## What you have to do
Retype the tail of the data exactly, starting at the line containing "For the evaluation set, spot each instance of the wheel" and stopping at the last line.

____ Data entries

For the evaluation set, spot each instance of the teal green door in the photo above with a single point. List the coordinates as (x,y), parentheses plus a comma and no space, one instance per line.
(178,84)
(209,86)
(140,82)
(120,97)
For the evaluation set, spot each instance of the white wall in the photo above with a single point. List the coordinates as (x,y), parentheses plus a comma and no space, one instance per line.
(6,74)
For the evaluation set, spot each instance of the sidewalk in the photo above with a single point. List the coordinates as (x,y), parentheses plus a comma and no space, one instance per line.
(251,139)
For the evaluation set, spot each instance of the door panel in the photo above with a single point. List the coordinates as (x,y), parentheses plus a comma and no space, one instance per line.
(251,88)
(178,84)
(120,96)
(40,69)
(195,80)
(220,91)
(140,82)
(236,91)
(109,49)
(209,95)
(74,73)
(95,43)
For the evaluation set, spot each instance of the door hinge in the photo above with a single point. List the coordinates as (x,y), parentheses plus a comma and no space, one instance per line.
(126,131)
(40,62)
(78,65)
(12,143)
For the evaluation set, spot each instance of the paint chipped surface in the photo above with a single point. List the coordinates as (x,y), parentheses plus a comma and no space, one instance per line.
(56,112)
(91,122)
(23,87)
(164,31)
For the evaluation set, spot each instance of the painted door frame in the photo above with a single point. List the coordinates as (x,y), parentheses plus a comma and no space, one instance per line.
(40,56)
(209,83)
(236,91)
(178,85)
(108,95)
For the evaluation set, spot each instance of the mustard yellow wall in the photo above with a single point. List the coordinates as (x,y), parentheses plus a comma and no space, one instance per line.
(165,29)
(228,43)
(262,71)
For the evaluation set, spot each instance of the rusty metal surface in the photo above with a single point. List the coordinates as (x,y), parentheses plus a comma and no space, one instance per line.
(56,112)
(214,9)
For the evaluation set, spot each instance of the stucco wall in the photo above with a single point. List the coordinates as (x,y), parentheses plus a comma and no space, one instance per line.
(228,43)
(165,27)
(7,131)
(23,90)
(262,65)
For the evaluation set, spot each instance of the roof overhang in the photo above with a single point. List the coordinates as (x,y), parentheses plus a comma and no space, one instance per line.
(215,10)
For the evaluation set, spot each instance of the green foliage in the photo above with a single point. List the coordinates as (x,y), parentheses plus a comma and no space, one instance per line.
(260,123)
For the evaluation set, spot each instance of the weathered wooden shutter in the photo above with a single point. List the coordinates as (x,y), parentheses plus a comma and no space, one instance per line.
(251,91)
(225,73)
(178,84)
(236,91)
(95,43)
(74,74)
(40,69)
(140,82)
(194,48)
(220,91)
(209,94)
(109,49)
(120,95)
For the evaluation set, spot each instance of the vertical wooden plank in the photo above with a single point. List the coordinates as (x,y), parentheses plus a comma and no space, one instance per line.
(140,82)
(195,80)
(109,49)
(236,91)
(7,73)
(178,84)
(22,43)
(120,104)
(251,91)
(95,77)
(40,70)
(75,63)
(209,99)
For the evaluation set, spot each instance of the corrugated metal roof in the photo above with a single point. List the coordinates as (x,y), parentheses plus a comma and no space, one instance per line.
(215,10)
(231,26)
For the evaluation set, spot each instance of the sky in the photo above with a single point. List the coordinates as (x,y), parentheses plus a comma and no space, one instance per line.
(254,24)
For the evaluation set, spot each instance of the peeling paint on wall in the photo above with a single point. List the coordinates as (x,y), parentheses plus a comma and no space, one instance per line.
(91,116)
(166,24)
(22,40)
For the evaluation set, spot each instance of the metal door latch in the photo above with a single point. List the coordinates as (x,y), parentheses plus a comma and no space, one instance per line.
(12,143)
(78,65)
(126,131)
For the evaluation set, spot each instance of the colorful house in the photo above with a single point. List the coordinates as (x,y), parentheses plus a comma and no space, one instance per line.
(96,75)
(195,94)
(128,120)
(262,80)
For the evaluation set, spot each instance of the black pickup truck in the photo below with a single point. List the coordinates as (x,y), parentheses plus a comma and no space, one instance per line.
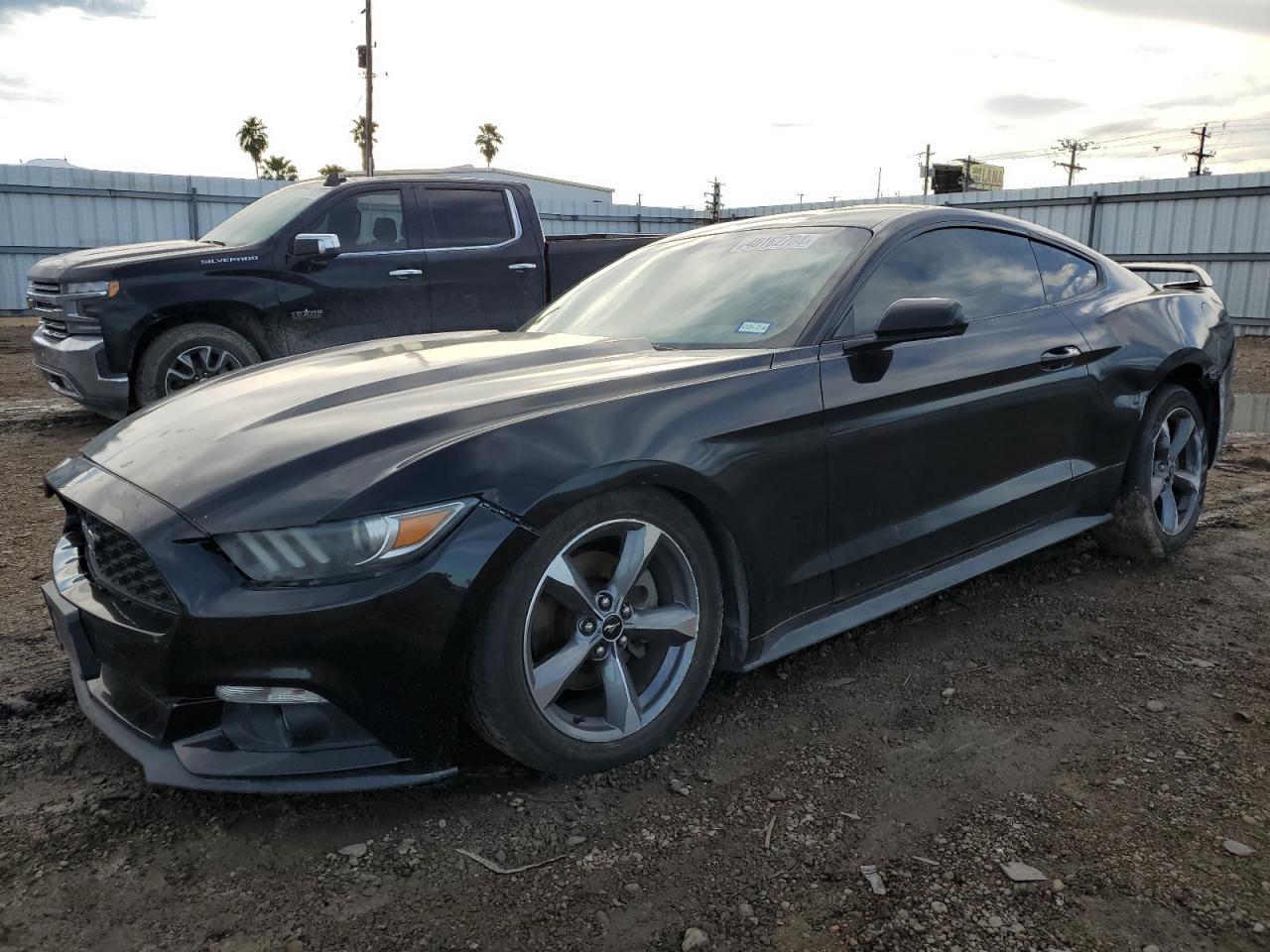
(316,264)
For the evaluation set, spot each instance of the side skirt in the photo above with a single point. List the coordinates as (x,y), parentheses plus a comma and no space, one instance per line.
(832,620)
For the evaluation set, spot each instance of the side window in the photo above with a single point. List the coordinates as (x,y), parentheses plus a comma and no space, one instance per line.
(371,221)
(991,273)
(468,216)
(1065,275)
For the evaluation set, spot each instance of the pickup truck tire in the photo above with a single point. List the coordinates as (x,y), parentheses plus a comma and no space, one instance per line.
(1165,480)
(189,353)
(601,639)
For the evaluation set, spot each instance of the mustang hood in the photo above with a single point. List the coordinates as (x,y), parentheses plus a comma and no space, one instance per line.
(102,259)
(289,442)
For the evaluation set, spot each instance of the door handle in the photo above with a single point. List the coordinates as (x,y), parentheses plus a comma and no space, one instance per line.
(1060,357)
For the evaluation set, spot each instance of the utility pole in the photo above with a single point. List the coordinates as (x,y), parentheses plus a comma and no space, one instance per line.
(1201,155)
(368,131)
(714,200)
(1072,146)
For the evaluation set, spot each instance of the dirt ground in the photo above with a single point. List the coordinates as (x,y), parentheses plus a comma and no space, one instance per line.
(1105,722)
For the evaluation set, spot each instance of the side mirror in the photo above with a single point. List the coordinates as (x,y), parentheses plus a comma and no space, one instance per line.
(920,317)
(316,246)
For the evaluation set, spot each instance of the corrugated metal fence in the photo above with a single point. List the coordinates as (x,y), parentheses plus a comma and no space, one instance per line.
(1218,221)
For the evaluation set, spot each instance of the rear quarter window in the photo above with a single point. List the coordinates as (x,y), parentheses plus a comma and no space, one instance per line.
(1066,276)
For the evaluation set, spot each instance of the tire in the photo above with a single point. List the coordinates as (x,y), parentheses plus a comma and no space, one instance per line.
(1162,494)
(574,716)
(189,353)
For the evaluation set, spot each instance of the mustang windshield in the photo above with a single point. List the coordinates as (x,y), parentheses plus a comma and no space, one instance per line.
(740,289)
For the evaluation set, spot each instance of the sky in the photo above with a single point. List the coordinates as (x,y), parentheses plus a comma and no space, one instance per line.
(649,98)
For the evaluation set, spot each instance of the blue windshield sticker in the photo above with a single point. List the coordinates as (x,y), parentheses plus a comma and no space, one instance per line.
(766,241)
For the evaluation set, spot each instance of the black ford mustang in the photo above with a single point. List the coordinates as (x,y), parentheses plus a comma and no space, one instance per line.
(722,448)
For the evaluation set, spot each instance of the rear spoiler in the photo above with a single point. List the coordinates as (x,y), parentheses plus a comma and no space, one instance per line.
(1202,278)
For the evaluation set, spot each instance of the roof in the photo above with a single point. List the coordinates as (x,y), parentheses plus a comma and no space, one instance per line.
(471,172)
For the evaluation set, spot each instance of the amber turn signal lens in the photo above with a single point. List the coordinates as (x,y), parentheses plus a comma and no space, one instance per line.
(413,530)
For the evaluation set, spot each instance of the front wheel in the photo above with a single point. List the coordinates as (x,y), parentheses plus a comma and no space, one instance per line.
(187,354)
(1165,480)
(602,638)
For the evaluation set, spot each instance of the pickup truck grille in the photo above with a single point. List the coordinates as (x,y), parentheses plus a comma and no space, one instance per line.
(118,563)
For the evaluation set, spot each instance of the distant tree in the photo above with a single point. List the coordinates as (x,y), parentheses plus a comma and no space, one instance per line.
(359,136)
(488,141)
(253,140)
(278,167)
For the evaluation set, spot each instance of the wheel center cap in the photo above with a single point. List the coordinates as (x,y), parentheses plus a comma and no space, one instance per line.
(611,627)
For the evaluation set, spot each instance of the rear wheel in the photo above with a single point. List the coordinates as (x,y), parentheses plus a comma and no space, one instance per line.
(187,354)
(1165,480)
(602,638)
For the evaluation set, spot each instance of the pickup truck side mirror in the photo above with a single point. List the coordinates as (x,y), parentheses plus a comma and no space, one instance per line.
(921,317)
(316,246)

________

## Exercise output
For the evaluation set, spot each instance of the wheel center cap in the photo above with a single point. List the coordinates as (x,y), parentheses plus a comma and no space, one instance per line.
(611,627)
For the evaluation set, spot each instance of the rear wheel in the photo above with a single point. List the coordinates as (x,y), parentheses plus a comma and no space, one instance per line.
(187,354)
(1165,480)
(602,638)
For the evaluation set, spot each instance of the pickup truck side mirror in the photo above with a single point. List the coordinates as (x,y), parentheses plus a comma and no space, one instance per line.
(921,317)
(316,246)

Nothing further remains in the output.